■ WRITTEN TASK
Can you transcribe every record below exactly as it appears?

■ GIVEN INFORMATION
— BEGIN —

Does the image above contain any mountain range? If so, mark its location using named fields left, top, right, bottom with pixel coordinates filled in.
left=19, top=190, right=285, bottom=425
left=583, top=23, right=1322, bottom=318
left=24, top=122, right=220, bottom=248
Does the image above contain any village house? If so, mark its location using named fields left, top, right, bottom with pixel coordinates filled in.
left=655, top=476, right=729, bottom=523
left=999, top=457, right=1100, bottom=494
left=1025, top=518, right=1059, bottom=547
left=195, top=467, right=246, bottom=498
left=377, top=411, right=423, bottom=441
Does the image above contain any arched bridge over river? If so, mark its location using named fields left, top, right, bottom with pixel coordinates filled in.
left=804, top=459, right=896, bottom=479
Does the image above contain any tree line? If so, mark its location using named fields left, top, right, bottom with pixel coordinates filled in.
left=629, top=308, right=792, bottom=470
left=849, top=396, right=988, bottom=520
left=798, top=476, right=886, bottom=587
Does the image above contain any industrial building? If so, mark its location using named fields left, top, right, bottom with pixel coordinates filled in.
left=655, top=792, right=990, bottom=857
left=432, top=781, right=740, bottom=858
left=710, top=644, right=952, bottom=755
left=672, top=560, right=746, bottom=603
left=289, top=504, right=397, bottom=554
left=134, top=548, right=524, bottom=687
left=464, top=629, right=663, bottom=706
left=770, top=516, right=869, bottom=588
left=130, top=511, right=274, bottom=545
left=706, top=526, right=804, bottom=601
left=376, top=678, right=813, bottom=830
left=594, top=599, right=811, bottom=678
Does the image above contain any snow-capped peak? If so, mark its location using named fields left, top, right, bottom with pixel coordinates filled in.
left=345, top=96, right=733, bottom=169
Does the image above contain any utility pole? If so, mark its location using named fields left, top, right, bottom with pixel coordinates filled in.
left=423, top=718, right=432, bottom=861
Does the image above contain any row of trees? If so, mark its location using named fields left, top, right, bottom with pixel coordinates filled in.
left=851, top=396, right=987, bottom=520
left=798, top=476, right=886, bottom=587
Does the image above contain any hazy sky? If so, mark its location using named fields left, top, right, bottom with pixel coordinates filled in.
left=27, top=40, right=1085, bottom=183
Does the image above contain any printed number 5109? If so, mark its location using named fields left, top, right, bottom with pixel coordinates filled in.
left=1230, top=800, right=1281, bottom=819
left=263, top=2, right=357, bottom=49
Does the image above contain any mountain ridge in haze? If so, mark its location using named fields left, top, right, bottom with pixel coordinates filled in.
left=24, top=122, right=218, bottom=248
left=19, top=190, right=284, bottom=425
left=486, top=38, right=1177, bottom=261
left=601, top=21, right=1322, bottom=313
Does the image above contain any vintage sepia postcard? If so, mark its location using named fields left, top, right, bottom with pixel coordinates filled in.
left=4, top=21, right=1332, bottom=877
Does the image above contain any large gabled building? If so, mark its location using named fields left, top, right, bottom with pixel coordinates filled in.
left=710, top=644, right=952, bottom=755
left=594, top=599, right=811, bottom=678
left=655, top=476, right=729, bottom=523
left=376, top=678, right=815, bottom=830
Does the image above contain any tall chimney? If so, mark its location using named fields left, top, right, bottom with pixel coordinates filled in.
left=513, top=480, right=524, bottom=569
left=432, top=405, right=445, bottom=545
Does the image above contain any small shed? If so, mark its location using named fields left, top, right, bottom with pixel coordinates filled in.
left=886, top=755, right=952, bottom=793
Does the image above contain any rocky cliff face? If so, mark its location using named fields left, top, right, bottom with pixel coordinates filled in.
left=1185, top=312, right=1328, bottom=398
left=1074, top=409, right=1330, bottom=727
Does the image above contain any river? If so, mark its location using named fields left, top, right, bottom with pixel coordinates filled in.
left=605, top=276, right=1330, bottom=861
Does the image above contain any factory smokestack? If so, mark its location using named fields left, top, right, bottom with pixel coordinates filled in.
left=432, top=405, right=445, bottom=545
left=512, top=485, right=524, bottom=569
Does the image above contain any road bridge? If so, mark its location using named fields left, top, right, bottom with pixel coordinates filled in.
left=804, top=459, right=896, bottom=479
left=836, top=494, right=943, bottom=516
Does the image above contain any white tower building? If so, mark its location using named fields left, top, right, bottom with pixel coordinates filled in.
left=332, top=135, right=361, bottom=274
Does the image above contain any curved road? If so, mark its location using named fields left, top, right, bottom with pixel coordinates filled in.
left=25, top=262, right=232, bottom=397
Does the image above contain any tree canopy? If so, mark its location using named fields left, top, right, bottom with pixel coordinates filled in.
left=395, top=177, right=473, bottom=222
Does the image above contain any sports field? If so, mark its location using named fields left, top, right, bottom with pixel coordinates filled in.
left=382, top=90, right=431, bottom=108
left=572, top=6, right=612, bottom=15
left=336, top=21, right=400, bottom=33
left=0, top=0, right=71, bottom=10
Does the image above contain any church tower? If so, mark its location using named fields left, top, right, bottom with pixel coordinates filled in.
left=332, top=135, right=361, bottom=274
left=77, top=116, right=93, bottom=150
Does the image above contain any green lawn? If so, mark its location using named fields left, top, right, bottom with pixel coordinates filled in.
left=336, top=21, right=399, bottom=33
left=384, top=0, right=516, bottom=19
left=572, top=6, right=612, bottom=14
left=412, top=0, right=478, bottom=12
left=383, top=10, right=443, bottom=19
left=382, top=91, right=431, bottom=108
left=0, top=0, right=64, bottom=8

— END —

■ FINAL ANSWER
Does the image above contain any mountain range? If so, mark its location using named fields left, top, right, bottom with pixel coordinates filled in.
left=19, top=190, right=285, bottom=425
left=583, top=23, right=1322, bottom=318
left=24, top=122, right=220, bottom=248
Does the image above contain any village house? If so, mark its location using named fields left, top, right, bottom with pixel coordinates filled in.
left=655, top=476, right=729, bottom=523
left=999, top=457, right=1100, bottom=494
left=1025, top=518, right=1059, bottom=547
left=195, top=467, right=246, bottom=498
left=377, top=411, right=423, bottom=441
Does the image above contain any arched bridge over river? If so, mark its location using named fields left, top, right, bottom with pixel coordinates filled in.
left=804, top=459, right=896, bottom=479
Does the image above contain any tree line? If so, mark its location using named fields left, top, right, bottom with pixel coordinates filled in.
left=629, top=308, right=792, bottom=470
left=849, top=396, right=988, bottom=520
left=798, top=476, right=886, bottom=587
Does the image above contain any industrial building? If so, mark its location using named fields left, top, right, bottom with pixel coordinates filled in.
left=655, top=792, right=990, bottom=857
left=432, top=781, right=740, bottom=858
left=710, top=644, right=952, bottom=755
left=672, top=560, right=746, bottom=603
left=289, top=504, right=397, bottom=554
left=134, top=548, right=524, bottom=687
left=464, top=629, right=663, bottom=706
left=770, top=516, right=869, bottom=588
left=130, top=511, right=274, bottom=545
left=706, top=526, right=804, bottom=601
left=376, top=678, right=813, bottom=830
left=594, top=599, right=811, bottom=678
Does the image above contain any snow-capped peak? If so, mark its location using named fields left, top, right, bottom with pixel coordinates filled in.
left=345, top=96, right=733, bottom=169
Does the image above contain any utility pole? If so, mark its location using named fields left, top, right, bottom with pixel coordinates filled in.
left=423, top=718, right=432, bottom=861
Does the image above contain any row of trees? If so, mark its location using named fields left, top, right, bottom with pixel coordinates filled in.
left=851, top=396, right=987, bottom=520
left=798, top=476, right=886, bottom=587
Does the image above contain any hazy sky? If so, mark its location using named fields left, top, right, bottom with pixel coordinates filled in.
left=27, top=40, right=1085, bottom=183
Does the image above contain any printed number 5109? If so, mark its location using named fields left, top, right, bottom with pixel coordinates filled in.
left=1230, top=800, right=1281, bottom=819
left=263, top=2, right=357, bottom=49
Does the image above contain any mountain ridge in haze? If so, mark its location using named fields left, top, right, bottom with pixel coordinates filled in.
left=24, top=122, right=218, bottom=248
left=19, top=190, right=284, bottom=425
left=486, top=38, right=1177, bottom=261
left=601, top=21, right=1322, bottom=313
Does the image above contain any vintage sepia postcard? If so, mark its location using named fields left, top, right, bottom with pixel coordinates filled in.
left=4, top=21, right=1332, bottom=877
Does the image above contain any large gabled building? If so, mark its location using named fields left, top, right, bottom with pixel coordinates filled in.
left=710, top=644, right=952, bottom=755
left=594, top=599, right=811, bottom=678
left=655, top=476, right=729, bottom=523
left=376, top=678, right=815, bottom=830
Does the image above contain any tall chimney? If so, mark its location using named fields left, top, right, bottom with pixel coordinates filled in.
left=513, top=480, right=524, bottom=569
left=432, top=405, right=445, bottom=545
Does the image above contain any small shed? If so, mark its location using named fields left, top, right, bottom with pixel coordinates filled in.
left=886, top=755, right=952, bottom=793
Does the image above contain any rocky cliff face? If so, mark its location using named fields left, top, right, bottom with pixel coordinates filled in.
left=1185, top=312, right=1328, bottom=398
left=1074, top=409, right=1330, bottom=727
Does the image above contain any river? If so, mark its location using named fields left, top, right, bottom with pixel coordinates filled in.
left=605, top=276, right=1330, bottom=861
Does the image above contain any factory smokestack? If so, mark its location using named fields left, top, right, bottom with pixel coordinates filled in.
left=432, top=405, right=445, bottom=545
left=512, top=485, right=524, bottom=569
Does the image above contain any road bridge? If so, mark its location using named fields left, top, right, bottom with pixel coordinates filled in.
left=804, top=459, right=896, bottom=479
left=836, top=494, right=943, bottom=516
Does the image above contain any white tower building? If so, mark its location using named fields left, top, right, bottom with pixel coordinates filled in.
left=332, top=135, right=361, bottom=274
Does the image above contain any curved road? If so, mark its location using named fields left, top, right, bottom with pixel coordinates filled in.
left=25, top=262, right=232, bottom=397
Does the image above contain any tree canopy? If so, mark its location using named fields left, top, right, bottom with pixel coordinates filled in.
left=395, top=177, right=473, bottom=222
Does the image above contain any sports field? If so, mark its location using named fields left, top, right, bottom with pixel coordinates filled in.
left=382, top=90, right=431, bottom=108
left=572, top=6, right=612, bottom=15
left=336, top=21, right=400, bottom=33
left=0, top=0, right=71, bottom=10
Does the image above contain any church tower? If so, mark its location using named fields left, top, right, bottom with pixel coordinates filled in.
left=332, top=135, right=361, bottom=274
left=77, top=116, right=93, bottom=150
Does the image above contain any green lawn? If so, mark its location using named fields left, top, right, bottom with pixel coordinates filled in.
left=336, top=21, right=399, bottom=33
left=384, top=0, right=516, bottom=19
left=572, top=6, right=612, bottom=14
left=412, top=0, right=478, bottom=12
left=383, top=10, right=443, bottom=19
left=382, top=91, right=431, bottom=108
left=0, top=0, right=64, bottom=8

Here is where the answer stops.